Bounding box labeling entries
========

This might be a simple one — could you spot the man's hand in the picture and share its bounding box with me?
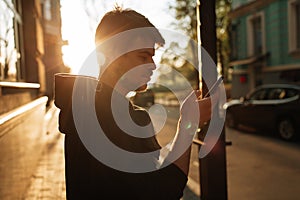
[180,90,219,126]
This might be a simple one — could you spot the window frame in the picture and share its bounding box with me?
[247,11,266,57]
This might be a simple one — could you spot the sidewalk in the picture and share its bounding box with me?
[24,107,200,200]
[24,106,66,200]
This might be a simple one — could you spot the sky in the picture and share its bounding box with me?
[61,0,174,73]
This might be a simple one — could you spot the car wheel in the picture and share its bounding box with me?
[226,112,237,128]
[277,118,296,140]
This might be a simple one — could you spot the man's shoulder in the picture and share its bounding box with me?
[130,105,151,126]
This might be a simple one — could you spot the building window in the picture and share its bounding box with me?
[288,0,300,53]
[230,24,238,60]
[0,0,21,81]
[247,12,266,57]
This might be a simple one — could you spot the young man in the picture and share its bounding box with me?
[55,8,217,200]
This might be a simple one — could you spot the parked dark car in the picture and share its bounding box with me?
[224,84,300,140]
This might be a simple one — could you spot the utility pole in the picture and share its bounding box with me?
[197,0,227,200]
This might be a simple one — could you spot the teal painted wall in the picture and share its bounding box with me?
[233,0,300,68]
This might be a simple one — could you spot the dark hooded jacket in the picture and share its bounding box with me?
[55,74,187,200]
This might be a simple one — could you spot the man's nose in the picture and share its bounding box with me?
[149,59,156,70]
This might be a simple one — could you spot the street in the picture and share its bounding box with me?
[158,107,300,200]
[226,129,300,200]
[23,107,300,200]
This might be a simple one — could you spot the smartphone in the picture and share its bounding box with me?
[203,76,223,98]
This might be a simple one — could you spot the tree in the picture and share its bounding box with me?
[169,0,231,83]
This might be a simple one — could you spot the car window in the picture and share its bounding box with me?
[268,88,287,100]
[249,89,267,100]
[286,89,298,98]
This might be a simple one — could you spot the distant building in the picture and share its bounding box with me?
[0,0,66,199]
[229,0,300,98]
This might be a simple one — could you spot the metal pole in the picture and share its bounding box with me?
[197,0,227,200]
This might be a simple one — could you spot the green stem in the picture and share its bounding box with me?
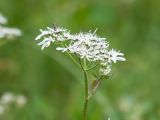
[67,52,81,67]
[79,58,89,120]
[83,71,88,120]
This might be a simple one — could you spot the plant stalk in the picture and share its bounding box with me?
[83,71,88,120]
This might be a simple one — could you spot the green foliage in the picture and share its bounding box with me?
[0,0,160,120]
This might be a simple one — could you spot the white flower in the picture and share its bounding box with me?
[36,26,126,75]
[38,37,55,50]
[0,26,21,38]
[99,65,111,75]
[108,49,126,63]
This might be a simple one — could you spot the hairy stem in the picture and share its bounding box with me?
[83,71,88,120]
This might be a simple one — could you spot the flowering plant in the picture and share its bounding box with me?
[35,26,126,120]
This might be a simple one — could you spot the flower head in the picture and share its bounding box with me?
[35,26,126,75]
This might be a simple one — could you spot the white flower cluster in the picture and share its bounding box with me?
[0,14,21,39]
[0,92,27,115]
[35,26,126,75]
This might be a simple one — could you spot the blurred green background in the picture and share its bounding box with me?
[0,0,160,120]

========

GIVEN PROBLEM
Pick out and copy every line of the records that contains the string "stem", treating uppercase and lowercase as different.

COMPLETE OUTPUT
This might be a simple one — could you spot the green stem in the picture and share its bounding box with me?
This might be a simple one — could you spot the hairy stem in the picture and share its bounding box with me?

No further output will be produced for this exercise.